§ EXCERPTED PASSAGE

These ideas got a relatively warm reception from a somewhat surprising
source: former Bill Clinton Treasury Secretary and former Obama National
Economic Council Chair Larry Summers
<https://www.washingtonpost.com/news/wonk/wp/2015/12/29/larry-summers-heres-what-bernie-sanders-gets-wrong-and-right-about-the-fed/>.
This should tell you a lot, given that Summers and Sanders stand at
essentially opposite poles of intraparty Democratic debates about economic
policy.
Sanders's core point: The Fed could do more to help working people

Politicians rarely talk about the Federal Reserve even though it's the main
agency that regulates the pace of job creation. It's true that the Fed
operates independently of elected officials' views, but so does the Supreme
Court — and elected officials are perfectly aware that it makes no sense to
talk about abortion rights without mentioning the Supreme Court.

Sanders's core insight, which he laid out in a New York Times op-ed that
ran on December 23
<http://www.nytimes.com/2015/12/23/opinion/bernie-sanders-to-rein-in-wall-street-fix-the-fed.html?_r=0>,
is that if you want to talk about jobs and the economy, you need to talk
about the Fed. And if you want to understand sluggish wage growth over the
past 15 years, it's important to note the Fed's structural biases in favor
of Wall Street preoccupations with financial stability and inflation
control.

Though it has few details one could quibble with and could use some
fleshing out (the idea that the Fed should use the proceeds from
hypothetical negative interest rates on excess reserves to make direct
loans to small businesses, in particular, seems both unnecessary and very
difficult to make workable), the broad trajectory of Sanders's thinking is
pretty clear. In the name of establishing a central bank that is free from
day-to-day political independence, Sanders is saying, the United States has
in fact ended up creating a central bank that is excessively influenced by
the views of the financial services industry and is largely indifferent to
the interests of average Americans.

This argument is one that we economics nerds have been having among
ourselves, with almost no politicians calling for less aversion to
inflation. Sanders, by doing so, is both doing a public service in
elevating the issue and outlining what would, if he became president, be a
powerful mechanism for boosting job creation and wage growth.
Sanders's argument with Fed Chair Janet Yellen

The main way the Fed regulates the pace of job creation is by creating or
destroying money in order to lower or raise interest rates. Creating money
accelerates the pace of job creation, leading to lower unemployment rates
and raising the specter of faster wage growth.

§ PROVIDED MATERIAL
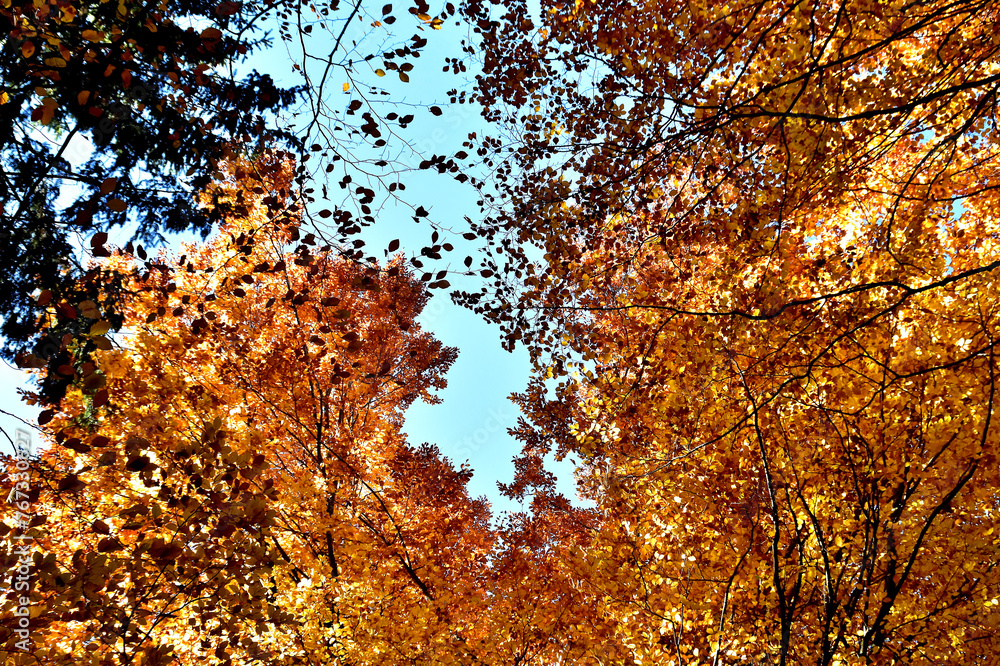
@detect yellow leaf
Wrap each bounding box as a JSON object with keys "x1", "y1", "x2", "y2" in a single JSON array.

§ WORK TO DO
1 – Translate this sentence from the passage on Sanders and the Fed into Spanish: "Politicians rarely talk about the Federal Reserve even though it's the main agency that regulates the pace of job creation."
2 – From the passage on Sanders and the Fed, return word for word the stretch between "These ideas got" and "the Supreme Court.", inclusive.

§ EXPECTED ANSWERS
1 – Los políticos rara vez hablan de la Reserva Federal, aunque es la principal agencia que regula el ritmo de creación de empleo.

2 –
These ideas got a relatively warm reception from a somewhat surprising
source: former Bill Clinton Treasury Secretary and former Obama National
Economic Council Chair Larry Summers
<https://www.washingtonpost.com/news/wonk/wp/2015/12/29/larry-summers-heres-what-bernie-sanders-gets-wrong-and-right-about-the-fed/>.
This should tell you a lot, given that Summers and Sanders stand at
essentially opposite poles of intraparty Democratic debates about economic
policy.
Sanders's core point: The Fed could do more to help working people

Politicians rarely talk about the Federal Reserve even though it's the main
agency that regulates the pace of job creation. It's true that the Fed
operates independently of elected officials' views, but so does the Supreme
Court — and elected officials are perfectly aware that it makes no sense to
talk about abortion rights without mentioning the Supreme Court.